▶ [WORK INSTRUCTIONS]
Copy word for word the stretch of the records from the line containing "of the blue" through the end of the records.

== GIVEN ENTRIES ==

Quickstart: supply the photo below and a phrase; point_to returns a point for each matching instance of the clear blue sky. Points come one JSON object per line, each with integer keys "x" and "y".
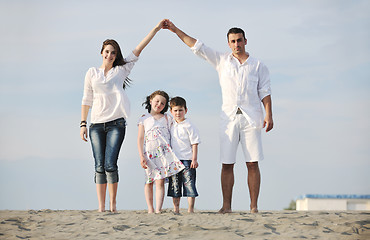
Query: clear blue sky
{"x": 318, "y": 54}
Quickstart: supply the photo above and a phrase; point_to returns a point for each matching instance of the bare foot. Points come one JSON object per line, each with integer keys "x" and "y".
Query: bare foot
{"x": 223, "y": 211}
{"x": 254, "y": 210}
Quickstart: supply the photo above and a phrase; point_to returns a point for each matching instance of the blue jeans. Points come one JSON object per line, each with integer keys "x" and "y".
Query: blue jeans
{"x": 184, "y": 180}
{"x": 106, "y": 140}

===

▶ [FINAL RESULT]
Quickstart: supply the photo above and a phrase; point_to returns a point for each matching instance of the blue jeans. Points come one JSON object per line, each with integer keys "x" and "y".
Query: blue jeans
{"x": 184, "y": 180}
{"x": 106, "y": 140}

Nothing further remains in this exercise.